#### What you have to do
Return the material exactly. Every line must stay as it is.

#### Dataset records

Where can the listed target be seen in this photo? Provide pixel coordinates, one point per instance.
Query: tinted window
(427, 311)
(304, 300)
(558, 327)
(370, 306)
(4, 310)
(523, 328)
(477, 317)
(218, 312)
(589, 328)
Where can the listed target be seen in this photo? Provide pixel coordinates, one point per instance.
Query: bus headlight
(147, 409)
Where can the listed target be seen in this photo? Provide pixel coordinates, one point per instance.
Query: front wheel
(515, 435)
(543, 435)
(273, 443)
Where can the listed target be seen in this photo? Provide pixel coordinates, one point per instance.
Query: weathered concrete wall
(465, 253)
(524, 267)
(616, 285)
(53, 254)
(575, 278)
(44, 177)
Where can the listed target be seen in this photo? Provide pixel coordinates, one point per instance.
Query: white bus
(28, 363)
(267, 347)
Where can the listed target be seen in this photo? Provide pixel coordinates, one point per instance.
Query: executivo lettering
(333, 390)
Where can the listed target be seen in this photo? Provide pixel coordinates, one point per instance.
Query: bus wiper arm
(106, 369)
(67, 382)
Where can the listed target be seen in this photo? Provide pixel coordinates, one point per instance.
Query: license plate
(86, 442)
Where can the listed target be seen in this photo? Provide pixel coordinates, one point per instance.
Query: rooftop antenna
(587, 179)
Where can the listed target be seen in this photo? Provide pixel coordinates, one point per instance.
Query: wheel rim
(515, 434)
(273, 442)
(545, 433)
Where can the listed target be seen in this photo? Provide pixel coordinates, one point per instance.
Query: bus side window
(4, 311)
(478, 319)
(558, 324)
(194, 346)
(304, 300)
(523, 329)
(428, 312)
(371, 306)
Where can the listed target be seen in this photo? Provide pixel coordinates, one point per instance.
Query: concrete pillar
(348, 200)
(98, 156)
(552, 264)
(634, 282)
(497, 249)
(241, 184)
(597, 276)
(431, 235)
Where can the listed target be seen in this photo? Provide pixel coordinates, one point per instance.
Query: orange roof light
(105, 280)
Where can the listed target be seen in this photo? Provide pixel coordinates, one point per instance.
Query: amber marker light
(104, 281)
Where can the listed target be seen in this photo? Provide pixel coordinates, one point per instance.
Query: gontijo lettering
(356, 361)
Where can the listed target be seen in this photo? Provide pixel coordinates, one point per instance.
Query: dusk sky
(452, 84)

#### Response
Where can the listed target be seen in this photo? Provide pixel coordinates, one point per instance.
Query: tinted window
(427, 311)
(304, 300)
(558, 327)
(370, 306)
(4, 310)
(523, 328)
(477, 317)
(218, 312)
(589, 328)
Where can the listed target be seen in this photo? Provide pixel coordinates, one point per instance.
Query: bus headlight
(147, 409)
Where can the listed target be seen in this photo? Provide pixel coordinates, one point per instance.
Query: front wheel
(515, 435)
(543, 435)
(273, 443)
Where can the listed target be seen in this photo? Provide pixel coordinates, one point per instance.
Query: weathered concrete wall
(465, 253)
(524, 267)
(616, 285)
(53, 254)
(575, 278)
(44, 177)
Where can the listed target be seen in this photo? Provide pixel coordinates, one point per instance.
Query: white bus
(28, 363)
(267, 347)
Where can the listed target be seen in this photo? Provide pixel coordinates, one point per instance.
Query: executivo lettering
(333, 390)
Where can the listed target be seen in this photo? Provide pixel coordinates, one point per instance.
Query: bus wiper arm
(106, 369)
(67, 382)
Where can the listed target be seen in this photo? Provide pixel coordinates, one point per instance.
Query: license plate
(86, 442)
Where can the listed target be seen in this photo? Provide pixel coordinates, one point per instance.
Query: rooftop antenna
(587, 179)
Where can the listed target be seen in this photo? Provide pixel coordinates, one point per instance.
Query: wheel rim
(515, 434)
(273, 442)
(545, 433)
Where can the listed target be seen in this photo? Provide pixel coordinates, one point per instance.
Query: bus side window
(4, 311)
(478, 319)
(558, 324)
(194, 346)
(304, 300)
(523, 329)
(428, 312)
(371, 306)
Where can the listed target be seen in this photo? Provide pixel coordinates, one point per instance.
Query: concrete pillar
(348, 200)
(98, 156)
(552, 264)
(634, 282)
(497, 249)
(241, 184)
(597, 276)
(431, 235)
Where can the listed target be seen in this photo? Provide pixel coordinates, one point per instance.
Query: orange roof light
(105, 280)
Where can the listed target be seen in this photo? Provide pixel coordinates, one point per instance.
Query: amber marker light
(104, 281)
Where can the listed target be seen in this photo? Provide pixel coordinates, one point per instance.
Query: gontijo lettering
(356, 361)
Where can the listed target be seen in this photo? Provide pixel coordinates, one point per instance.
Query: dusk sky
(452, 84)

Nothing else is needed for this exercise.